LISTE DE TÂCHES:
a – Selon l'extrait de page, quelle part des employés de catégorie 4 a appuyé la proposition de rejet de la grève sociale ?
b – Renvoyez chaque ligne des enregistrements où figure la chaîne « tree ».

EXTRAIT DE PAGE:
***

Même au niveau local, les militants et militantes professionnel-le-s semblent craintifs et craintives à l’idée de mener toute grève qui ne serait pas appelée par le national. Au CSSS Jeanne-Mance, l’exécutif du STT-CSSS Jeanne-Mance a récemment proposé que le syndicat «[…} rejette l’idée d’une grève sociale d’ici le 1er mai 2015[…}». Probablement conscient que cette idée était discutée par certains membres, l’exécutif a préféré aller de l’avant en proposant d’exclure d’emblée ce moyen de pression. Ils ont décidé de faire adopter leur plan d’action lors d’une tournée d’assemblées générales qui se tenaient sur les 16 sites du CSSS entre le 16 et le 20 mars 2015, sur l’heure du midi. Peut-être est-ce une coïncidence, mais cette formule a le côté pratique d’assurer la tenue de multiples assemblées simultanément, parfois jusqu’à quatre en même temps, ce qui rend très difficile l’organisation de l’opposition. De plus, aucun amendement n’est possible : les membres ont donc le choix entre adopter la proposition de l’exécutif ou se retrouver sans plan d’action. Malgré cela, la proposition de rejet de la grève sociale n’a été appuyée que par 64% des employés de catégorie 4.
La création des monstres institutionnels que sont les CISSS et les CIUSSS et la fusion des unités d’accréditation n’aura pour effet que d’éloigner encore plus les exécutifs syndicaux de leur base, rendant impossible l’organisation d’assemblées générales telles que nous les avons connues, ce qui finira d’achever la démocratie syndicale déjà mal en point.
Ce genre de pratique est monnaie courante dans les CSSS. L’argument voulant que les tournées rejoignent plus de membres peut sembler légitime ; comment, en effet, assurer une participation maximale à une assemblée générale dans un syndicat comptant des milliers de membres répartis sur 16 sites différents? Dans ce cas, l’exécutif a deux choix. D’un côté, ils peuvent organiser une assemblée générale en un seul lieu et permettre un réel débat sur les enjeux touchant au syndicat tout en recevant des mandats de la base, favorisant ainsi la démocratie participative, mais ils risquent de perdre le contrôle aux mains des quelques zélé-e-s ayant eu la possibilité et la volonté de se déplacer. Un autre choix est de faire voter un maximum de membres sur des propositions déjà préparées et approuvées par l’exécutif et ainsi garder la direction organisationnelle, mais tuer ainsi l’espace démocratique que peut être l’assemblée générale. Le choix est, malheureusement, souvent le dernier.

***

DONNÉES FOURNIES:
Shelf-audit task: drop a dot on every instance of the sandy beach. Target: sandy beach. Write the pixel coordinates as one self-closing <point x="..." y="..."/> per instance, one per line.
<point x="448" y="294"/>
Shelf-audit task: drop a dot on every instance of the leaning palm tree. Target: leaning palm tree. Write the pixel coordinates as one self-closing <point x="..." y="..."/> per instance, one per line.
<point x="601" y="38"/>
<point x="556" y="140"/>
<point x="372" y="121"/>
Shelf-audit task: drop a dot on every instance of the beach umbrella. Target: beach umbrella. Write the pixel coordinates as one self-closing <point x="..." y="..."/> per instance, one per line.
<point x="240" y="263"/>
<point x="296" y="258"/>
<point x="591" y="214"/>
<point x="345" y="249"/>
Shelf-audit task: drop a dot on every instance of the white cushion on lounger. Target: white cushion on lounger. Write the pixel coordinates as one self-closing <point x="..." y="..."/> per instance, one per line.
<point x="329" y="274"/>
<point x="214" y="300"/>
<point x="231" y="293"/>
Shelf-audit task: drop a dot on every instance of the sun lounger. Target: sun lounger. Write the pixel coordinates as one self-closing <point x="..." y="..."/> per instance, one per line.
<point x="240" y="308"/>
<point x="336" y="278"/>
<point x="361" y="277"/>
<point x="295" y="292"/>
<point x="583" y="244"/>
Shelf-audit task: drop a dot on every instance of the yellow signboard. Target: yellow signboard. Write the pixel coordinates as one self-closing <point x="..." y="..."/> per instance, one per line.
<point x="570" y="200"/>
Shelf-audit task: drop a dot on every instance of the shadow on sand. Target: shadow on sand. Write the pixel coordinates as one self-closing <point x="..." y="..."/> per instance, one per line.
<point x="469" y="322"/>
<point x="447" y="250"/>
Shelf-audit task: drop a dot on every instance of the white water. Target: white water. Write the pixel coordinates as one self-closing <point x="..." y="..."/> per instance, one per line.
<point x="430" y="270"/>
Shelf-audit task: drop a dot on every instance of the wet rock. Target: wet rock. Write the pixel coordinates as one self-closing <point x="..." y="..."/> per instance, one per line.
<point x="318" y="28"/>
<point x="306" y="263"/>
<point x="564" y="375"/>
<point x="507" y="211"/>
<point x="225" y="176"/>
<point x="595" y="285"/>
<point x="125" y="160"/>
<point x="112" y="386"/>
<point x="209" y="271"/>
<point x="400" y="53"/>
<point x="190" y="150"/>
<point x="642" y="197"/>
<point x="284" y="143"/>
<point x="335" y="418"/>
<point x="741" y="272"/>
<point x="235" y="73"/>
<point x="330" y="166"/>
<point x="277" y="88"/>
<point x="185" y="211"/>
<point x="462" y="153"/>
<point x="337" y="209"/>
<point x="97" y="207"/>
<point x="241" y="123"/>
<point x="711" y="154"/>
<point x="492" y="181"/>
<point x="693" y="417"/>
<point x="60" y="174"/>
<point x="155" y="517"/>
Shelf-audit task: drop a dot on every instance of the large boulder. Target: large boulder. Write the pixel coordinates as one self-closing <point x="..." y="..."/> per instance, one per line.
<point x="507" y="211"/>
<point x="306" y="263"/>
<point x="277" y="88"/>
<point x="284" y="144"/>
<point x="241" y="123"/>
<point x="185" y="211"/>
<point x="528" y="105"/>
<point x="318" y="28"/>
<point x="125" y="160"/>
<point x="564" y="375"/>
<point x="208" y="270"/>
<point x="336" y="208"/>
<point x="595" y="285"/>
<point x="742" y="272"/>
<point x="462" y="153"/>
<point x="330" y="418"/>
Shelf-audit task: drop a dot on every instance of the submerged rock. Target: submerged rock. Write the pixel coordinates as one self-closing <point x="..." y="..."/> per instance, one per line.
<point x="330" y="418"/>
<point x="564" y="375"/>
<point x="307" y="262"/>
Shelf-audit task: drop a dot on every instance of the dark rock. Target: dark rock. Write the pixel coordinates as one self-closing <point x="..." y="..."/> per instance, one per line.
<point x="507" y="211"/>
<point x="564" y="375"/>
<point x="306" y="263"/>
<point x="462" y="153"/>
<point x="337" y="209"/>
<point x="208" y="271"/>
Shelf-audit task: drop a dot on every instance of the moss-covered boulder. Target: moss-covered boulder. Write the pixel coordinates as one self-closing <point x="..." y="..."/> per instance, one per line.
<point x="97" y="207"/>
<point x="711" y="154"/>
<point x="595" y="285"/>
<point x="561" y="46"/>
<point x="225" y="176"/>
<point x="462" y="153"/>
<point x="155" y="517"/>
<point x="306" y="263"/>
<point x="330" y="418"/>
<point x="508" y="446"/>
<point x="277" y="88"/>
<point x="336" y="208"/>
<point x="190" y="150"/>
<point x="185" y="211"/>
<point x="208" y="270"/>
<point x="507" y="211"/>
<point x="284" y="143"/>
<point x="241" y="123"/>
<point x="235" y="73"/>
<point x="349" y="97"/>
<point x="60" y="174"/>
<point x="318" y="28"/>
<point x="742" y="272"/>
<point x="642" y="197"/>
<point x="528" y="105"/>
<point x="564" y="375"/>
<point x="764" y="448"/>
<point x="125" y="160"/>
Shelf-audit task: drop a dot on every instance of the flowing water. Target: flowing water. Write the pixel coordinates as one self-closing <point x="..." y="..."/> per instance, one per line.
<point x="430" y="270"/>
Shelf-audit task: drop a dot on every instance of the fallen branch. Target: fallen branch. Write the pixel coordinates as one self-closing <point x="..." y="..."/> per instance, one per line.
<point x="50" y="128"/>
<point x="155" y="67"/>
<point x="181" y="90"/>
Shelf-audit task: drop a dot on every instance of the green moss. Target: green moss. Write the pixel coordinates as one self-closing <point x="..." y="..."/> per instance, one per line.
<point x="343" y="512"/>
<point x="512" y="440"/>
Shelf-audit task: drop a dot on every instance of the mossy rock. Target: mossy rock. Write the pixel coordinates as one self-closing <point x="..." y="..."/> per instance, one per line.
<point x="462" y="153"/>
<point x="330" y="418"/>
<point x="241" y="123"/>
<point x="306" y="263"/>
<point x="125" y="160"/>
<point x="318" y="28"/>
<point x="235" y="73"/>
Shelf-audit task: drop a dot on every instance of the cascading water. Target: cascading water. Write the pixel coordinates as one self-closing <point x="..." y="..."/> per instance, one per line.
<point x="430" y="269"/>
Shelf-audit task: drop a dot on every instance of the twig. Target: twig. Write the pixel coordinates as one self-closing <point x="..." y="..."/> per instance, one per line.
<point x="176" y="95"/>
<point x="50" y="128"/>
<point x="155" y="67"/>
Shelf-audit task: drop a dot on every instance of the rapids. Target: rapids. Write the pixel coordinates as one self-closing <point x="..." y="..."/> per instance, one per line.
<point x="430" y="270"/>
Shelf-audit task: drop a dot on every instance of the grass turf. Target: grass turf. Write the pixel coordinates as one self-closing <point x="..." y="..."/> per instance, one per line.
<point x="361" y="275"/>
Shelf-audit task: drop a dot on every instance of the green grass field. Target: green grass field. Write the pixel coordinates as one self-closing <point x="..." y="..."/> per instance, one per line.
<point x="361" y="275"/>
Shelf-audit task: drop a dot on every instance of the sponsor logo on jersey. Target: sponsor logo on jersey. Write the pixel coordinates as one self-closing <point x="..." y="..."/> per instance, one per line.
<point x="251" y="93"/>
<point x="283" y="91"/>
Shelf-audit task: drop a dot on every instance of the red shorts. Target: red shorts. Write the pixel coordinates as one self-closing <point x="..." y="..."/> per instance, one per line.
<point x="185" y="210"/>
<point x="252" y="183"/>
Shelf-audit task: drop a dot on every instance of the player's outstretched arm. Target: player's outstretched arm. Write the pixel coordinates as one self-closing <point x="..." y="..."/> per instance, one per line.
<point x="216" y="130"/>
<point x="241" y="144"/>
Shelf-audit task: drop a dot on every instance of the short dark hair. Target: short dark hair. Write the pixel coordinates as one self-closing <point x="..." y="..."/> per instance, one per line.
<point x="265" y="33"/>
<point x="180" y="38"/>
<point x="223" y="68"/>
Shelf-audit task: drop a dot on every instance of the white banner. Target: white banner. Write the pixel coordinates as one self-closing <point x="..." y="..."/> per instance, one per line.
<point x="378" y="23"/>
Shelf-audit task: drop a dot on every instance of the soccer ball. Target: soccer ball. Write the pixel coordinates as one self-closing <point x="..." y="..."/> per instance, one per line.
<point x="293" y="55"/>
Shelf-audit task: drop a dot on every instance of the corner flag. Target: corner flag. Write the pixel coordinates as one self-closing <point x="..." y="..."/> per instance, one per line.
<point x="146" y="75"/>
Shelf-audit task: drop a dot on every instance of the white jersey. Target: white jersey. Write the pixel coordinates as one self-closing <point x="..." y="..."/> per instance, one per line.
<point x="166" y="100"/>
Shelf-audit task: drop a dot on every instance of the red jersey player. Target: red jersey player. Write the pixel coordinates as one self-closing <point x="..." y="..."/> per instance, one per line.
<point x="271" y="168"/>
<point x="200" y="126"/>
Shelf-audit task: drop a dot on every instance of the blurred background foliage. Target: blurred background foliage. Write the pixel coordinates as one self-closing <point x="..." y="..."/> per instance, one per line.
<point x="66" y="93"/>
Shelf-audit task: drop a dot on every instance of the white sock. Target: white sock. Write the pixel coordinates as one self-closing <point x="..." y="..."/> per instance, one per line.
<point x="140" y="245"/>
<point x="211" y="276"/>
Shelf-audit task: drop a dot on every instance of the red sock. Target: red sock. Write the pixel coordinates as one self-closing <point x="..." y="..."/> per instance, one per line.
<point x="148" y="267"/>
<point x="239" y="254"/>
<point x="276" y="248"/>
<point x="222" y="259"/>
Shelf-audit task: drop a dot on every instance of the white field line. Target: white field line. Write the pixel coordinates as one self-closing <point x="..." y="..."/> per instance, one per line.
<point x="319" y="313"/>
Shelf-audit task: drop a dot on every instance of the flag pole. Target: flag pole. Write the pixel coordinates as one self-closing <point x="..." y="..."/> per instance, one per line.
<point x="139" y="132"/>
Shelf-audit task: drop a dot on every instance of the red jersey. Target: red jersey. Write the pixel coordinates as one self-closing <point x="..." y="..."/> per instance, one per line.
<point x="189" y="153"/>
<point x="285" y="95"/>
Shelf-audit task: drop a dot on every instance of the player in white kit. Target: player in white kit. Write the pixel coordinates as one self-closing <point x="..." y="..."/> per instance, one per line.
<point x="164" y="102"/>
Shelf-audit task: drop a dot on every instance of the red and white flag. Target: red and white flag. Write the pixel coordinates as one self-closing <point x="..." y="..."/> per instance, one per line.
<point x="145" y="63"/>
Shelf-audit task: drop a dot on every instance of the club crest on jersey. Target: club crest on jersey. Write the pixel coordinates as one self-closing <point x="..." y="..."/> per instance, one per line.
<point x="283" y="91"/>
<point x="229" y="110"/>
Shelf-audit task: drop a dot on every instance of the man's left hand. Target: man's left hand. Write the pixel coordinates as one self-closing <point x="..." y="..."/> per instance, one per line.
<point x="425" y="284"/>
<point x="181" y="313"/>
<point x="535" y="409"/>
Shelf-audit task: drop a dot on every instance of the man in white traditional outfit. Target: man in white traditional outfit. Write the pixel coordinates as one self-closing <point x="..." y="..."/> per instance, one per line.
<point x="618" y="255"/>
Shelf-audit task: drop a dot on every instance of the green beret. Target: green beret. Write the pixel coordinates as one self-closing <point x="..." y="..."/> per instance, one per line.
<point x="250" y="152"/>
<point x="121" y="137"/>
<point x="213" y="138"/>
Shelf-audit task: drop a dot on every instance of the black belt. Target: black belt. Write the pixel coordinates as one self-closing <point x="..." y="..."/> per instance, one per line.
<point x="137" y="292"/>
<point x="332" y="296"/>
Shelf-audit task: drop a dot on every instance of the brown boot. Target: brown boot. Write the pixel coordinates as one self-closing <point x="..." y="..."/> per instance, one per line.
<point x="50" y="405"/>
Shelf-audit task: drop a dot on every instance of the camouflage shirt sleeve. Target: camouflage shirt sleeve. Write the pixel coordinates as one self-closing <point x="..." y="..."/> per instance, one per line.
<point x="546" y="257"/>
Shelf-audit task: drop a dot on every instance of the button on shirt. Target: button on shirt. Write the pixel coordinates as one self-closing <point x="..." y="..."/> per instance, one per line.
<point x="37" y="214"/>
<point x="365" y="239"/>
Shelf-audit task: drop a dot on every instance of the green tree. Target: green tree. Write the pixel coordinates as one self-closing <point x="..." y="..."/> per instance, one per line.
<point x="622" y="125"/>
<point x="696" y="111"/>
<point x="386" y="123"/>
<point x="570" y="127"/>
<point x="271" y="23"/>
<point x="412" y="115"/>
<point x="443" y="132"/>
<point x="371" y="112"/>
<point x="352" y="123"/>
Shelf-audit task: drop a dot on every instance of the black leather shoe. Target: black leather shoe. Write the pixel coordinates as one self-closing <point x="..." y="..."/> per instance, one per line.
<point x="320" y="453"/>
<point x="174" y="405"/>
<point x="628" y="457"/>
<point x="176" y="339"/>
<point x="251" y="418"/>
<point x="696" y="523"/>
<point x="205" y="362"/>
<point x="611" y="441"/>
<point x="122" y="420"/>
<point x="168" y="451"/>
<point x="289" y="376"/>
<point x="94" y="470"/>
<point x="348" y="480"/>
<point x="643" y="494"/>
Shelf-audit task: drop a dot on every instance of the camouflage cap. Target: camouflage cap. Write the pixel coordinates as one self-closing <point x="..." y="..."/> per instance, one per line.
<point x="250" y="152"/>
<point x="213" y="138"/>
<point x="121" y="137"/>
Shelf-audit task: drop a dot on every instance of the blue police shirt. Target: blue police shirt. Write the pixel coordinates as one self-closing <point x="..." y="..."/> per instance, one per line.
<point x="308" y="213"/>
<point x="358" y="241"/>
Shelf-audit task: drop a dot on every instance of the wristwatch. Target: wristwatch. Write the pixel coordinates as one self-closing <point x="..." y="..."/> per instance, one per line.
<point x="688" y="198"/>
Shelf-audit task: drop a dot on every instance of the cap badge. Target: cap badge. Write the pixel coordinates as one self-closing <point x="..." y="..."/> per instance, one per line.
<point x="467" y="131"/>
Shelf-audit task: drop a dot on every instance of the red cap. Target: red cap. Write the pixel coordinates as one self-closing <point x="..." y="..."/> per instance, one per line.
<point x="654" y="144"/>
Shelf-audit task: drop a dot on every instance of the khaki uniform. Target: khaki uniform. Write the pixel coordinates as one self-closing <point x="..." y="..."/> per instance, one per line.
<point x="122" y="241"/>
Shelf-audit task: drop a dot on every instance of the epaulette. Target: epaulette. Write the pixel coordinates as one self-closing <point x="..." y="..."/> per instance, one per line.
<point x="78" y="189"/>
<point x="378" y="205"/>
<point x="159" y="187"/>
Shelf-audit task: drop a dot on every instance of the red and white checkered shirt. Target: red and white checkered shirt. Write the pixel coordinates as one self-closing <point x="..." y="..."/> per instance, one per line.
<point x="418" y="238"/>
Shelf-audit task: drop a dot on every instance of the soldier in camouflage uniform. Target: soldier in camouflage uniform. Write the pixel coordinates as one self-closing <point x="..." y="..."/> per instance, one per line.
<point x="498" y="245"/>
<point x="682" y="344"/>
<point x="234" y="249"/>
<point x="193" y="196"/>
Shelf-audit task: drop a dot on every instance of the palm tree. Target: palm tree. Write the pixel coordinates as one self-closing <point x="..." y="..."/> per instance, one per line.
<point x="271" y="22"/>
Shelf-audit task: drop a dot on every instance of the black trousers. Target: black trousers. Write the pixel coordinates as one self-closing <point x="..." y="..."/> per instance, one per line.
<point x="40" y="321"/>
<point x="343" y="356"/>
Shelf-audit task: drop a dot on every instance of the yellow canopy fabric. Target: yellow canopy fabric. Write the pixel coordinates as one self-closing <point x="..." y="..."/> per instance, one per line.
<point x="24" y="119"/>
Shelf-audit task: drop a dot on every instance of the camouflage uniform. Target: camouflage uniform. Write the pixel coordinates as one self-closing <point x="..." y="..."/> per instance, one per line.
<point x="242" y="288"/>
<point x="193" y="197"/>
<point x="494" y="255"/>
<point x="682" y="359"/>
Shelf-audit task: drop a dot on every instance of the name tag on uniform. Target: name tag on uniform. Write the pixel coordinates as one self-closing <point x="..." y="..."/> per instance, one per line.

***

CORRIGÉ PAR TÂCHE:
a – 64 % des employés de catégorie 4.

b –
Shelf-audit task: drop a dot on every instance of the leaning palm tree. Target: leaning palm tree. Write the pixel coordinates as one self-closing <point x="..." y="..."/> per instance, one per line.
Shelf-audit task: drop a dot on every instance of the green tree. Target: green tree. Write the pixel coordinates as one self-closing <point x="..." y="..."/> per instance, one per line.
Shelf-audit task: drop a dot on every instance of the palm tree. Target: palm tree. Write the pixel coordinates as one self-closing <point x="..." y="..."/> per instance, one per line.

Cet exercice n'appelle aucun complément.